과제 설명
"tag the player's leg, one point per instance." 문구가 있는 줄부터 "<point>135,171</point>" 문구가 있는 줄까지의 기록만 열 이름이 질의, 결과인 두 열짜리 CSV로 바꿔 쓰세요. 요청 하나당 한 행으로 하되, 요청 문구와 그 답을 각각 따옴표로 묶은 한 필드에 넣고 줄바꿈은 공백으로 바꾸세요.

#### 저장된 기록

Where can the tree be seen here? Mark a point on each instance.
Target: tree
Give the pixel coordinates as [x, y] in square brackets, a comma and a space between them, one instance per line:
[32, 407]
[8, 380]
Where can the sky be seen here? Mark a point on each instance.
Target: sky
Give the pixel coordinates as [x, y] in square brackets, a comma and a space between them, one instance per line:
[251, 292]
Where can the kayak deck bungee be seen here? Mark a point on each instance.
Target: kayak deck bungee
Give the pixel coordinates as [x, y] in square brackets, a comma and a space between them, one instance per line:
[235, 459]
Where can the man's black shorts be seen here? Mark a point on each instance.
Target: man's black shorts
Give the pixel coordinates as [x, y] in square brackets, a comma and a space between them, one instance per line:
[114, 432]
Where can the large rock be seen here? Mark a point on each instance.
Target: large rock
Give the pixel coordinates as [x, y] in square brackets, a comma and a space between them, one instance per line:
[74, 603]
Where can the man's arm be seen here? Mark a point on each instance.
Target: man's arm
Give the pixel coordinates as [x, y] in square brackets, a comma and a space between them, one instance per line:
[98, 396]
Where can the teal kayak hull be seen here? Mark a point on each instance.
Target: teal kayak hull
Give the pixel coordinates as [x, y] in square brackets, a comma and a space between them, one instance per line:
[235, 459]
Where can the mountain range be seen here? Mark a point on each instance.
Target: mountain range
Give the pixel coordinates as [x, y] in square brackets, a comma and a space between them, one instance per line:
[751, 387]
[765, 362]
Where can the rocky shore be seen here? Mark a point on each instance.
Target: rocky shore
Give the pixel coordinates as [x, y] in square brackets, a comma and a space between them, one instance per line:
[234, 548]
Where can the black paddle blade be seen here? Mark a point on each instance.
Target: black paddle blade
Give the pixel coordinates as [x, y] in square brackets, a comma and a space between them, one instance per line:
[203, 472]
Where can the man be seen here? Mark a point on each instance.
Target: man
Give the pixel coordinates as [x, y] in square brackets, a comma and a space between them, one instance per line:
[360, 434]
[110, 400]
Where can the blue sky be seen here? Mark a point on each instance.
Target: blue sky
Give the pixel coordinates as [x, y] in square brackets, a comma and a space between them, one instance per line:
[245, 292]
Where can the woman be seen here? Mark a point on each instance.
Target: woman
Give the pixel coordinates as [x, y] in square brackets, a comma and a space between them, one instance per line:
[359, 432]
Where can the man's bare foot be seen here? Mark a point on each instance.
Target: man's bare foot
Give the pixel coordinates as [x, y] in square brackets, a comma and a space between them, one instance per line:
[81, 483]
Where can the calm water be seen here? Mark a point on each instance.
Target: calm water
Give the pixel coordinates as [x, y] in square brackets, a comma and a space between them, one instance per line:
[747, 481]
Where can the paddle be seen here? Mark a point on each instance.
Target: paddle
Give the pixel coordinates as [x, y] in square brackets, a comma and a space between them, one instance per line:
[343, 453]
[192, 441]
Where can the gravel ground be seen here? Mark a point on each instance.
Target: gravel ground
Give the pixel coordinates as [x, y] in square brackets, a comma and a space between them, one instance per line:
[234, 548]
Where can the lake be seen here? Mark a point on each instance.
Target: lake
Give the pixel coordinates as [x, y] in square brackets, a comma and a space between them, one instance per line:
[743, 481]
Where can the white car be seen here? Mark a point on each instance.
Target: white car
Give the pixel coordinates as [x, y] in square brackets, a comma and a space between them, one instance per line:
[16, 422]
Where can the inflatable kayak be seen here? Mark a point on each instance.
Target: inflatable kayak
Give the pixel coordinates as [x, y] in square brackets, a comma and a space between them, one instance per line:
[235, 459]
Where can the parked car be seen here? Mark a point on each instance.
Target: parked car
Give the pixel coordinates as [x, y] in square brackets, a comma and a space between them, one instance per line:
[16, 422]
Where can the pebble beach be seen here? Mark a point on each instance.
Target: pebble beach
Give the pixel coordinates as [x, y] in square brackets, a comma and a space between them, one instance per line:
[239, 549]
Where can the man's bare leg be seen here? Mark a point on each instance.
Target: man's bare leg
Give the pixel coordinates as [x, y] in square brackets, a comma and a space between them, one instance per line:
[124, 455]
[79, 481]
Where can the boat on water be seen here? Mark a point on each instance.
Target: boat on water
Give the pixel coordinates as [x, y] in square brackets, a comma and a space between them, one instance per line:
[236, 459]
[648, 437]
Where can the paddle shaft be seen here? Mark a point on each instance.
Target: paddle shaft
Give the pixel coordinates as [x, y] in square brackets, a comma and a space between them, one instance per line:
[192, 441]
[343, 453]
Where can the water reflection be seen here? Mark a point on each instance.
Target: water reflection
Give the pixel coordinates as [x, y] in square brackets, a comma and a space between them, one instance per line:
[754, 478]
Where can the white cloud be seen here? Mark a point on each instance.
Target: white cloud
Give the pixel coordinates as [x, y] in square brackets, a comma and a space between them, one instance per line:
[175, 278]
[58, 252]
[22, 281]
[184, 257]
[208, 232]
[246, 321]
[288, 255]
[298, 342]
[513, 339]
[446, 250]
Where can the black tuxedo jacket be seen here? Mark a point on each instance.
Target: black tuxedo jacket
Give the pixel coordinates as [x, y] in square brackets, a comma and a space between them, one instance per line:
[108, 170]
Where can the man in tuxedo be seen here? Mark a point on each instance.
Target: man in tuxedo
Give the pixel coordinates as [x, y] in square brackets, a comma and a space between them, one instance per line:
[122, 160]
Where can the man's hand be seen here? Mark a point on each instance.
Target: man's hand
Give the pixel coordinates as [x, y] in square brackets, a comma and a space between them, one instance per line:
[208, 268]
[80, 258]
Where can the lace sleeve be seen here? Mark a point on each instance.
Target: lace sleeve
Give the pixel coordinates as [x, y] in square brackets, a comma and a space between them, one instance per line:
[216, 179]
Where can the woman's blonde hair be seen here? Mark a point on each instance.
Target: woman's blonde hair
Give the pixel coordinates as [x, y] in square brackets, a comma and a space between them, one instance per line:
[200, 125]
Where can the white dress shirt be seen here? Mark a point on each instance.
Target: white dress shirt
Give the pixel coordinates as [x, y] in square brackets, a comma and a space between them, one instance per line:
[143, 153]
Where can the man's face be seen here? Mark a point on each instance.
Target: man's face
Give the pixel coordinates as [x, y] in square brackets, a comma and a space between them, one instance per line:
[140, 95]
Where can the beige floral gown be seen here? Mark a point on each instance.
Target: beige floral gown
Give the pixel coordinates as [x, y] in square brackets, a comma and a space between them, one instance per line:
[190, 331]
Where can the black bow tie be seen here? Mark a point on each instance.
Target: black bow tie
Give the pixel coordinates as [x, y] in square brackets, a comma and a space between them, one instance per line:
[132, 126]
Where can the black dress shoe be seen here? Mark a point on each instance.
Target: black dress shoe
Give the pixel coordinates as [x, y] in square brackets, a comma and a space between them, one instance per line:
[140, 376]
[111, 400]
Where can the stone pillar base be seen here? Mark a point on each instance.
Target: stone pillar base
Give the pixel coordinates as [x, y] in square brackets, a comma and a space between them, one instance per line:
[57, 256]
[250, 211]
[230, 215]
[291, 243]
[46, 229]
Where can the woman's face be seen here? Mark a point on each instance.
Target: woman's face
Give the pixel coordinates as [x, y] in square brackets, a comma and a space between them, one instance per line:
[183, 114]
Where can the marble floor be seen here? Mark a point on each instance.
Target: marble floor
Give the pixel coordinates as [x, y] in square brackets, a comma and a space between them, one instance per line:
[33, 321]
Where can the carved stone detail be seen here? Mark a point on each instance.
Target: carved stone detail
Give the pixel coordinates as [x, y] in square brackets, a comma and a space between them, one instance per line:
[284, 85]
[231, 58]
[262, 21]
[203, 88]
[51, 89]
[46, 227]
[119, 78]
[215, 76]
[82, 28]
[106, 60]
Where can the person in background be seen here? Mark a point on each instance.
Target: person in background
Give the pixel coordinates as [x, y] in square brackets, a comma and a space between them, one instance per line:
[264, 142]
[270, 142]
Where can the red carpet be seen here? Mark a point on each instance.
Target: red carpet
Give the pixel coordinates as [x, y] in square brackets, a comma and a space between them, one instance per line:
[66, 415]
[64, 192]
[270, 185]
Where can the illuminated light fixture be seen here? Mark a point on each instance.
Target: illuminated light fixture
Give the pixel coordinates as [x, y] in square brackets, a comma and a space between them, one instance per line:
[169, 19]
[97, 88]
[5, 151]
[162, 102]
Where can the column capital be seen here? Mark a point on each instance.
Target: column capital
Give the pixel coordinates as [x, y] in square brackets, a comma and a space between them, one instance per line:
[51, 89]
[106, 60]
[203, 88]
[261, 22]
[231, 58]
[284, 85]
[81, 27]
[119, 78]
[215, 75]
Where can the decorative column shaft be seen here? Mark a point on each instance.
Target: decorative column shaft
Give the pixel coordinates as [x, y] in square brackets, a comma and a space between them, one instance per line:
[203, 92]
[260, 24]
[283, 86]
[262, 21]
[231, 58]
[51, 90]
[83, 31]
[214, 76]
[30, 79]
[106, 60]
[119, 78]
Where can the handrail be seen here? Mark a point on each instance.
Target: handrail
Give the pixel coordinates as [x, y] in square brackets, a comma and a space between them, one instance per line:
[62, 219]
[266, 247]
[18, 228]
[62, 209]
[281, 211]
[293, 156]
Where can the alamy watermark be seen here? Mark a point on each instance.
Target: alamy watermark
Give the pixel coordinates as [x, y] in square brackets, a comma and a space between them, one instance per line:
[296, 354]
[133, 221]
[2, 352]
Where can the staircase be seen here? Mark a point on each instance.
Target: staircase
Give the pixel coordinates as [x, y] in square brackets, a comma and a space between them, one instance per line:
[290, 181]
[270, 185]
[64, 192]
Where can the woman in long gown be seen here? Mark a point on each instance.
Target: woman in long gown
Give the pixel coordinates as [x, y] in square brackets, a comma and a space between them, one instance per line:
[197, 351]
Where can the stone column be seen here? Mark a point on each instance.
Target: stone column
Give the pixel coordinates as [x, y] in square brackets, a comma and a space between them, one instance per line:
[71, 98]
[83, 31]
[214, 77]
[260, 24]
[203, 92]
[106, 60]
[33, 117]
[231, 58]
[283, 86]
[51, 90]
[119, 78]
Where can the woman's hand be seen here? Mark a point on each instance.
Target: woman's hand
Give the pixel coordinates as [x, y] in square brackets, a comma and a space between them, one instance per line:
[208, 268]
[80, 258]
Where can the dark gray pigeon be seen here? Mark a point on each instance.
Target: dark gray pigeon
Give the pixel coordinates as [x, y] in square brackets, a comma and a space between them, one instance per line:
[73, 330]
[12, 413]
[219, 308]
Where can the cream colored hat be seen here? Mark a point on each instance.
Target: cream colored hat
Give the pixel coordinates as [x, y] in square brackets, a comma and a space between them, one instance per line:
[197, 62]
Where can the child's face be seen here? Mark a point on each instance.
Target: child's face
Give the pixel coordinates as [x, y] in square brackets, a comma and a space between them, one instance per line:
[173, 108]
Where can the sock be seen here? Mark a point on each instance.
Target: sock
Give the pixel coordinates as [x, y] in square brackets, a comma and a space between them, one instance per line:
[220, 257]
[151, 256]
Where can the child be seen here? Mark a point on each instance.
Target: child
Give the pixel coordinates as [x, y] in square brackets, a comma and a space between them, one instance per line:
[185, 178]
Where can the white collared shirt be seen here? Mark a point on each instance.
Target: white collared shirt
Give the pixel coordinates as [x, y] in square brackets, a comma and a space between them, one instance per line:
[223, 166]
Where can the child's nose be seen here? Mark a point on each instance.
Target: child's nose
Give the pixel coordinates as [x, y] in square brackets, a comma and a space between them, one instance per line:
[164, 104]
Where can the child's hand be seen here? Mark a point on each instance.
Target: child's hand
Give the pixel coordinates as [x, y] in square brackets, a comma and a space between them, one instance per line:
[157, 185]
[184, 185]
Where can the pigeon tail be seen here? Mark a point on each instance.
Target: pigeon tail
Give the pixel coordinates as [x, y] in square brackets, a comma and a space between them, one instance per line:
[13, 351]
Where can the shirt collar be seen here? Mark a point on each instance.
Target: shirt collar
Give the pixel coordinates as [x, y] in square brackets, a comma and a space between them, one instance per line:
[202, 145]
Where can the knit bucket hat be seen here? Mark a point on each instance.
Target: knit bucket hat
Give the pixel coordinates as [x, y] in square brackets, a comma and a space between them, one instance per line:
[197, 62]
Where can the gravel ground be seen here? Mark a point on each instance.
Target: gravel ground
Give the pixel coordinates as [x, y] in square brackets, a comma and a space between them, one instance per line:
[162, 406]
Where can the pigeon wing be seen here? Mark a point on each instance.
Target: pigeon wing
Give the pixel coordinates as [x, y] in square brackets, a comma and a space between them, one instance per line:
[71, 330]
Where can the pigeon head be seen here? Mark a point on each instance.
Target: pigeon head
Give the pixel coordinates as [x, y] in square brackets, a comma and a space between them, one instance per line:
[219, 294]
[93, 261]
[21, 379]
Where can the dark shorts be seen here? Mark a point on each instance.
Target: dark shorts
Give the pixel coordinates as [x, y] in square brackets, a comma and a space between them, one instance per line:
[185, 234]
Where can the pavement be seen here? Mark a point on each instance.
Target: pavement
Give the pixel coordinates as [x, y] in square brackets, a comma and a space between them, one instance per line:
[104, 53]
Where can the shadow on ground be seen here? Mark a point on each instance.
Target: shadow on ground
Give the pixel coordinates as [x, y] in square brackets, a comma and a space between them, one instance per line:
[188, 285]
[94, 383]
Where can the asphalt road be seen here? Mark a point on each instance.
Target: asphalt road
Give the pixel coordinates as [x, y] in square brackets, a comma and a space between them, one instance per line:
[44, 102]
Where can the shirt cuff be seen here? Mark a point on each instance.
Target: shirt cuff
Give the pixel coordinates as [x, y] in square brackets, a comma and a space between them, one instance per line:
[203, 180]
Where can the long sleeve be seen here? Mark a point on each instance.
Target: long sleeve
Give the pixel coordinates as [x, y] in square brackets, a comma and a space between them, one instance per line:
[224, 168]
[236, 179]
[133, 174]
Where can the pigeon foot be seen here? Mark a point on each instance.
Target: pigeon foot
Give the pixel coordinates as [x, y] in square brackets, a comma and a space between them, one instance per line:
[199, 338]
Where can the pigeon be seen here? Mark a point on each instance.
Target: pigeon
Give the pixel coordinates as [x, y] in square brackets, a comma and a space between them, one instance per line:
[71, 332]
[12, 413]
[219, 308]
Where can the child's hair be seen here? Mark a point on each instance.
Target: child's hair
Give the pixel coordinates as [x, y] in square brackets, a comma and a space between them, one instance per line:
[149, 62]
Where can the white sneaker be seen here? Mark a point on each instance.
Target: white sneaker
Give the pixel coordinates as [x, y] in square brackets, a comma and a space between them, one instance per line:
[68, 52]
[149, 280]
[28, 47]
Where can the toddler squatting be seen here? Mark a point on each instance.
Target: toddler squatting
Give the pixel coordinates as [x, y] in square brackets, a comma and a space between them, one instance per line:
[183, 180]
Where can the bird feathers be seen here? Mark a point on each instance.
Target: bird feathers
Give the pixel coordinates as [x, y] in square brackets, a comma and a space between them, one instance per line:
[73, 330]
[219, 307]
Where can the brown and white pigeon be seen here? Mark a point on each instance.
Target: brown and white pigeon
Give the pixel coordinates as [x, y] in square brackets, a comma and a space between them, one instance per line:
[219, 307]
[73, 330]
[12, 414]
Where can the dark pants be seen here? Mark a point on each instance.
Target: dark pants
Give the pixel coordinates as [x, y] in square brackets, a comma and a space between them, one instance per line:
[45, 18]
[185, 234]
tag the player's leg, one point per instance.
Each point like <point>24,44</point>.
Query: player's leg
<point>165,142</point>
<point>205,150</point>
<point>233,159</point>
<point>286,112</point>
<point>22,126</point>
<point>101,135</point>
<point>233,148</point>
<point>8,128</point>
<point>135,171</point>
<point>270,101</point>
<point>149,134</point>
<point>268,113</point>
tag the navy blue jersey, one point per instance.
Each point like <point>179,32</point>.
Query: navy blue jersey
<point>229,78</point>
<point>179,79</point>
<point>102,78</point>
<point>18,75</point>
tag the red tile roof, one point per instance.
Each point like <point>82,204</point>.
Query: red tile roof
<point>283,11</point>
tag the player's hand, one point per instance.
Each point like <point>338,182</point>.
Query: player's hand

########

정답 결과
질의,결과
"tag the player's leg, one point per instance. Each point like <point>24,44</point>. Query: player's leg","<point>165,142</point> <point>205,150</point> <point>233,159</point> <point>286,112</point> <point>22,126</point> <point>101,135</point> <point>233,148</point> <point>8,128</point> <point>135,171</point>"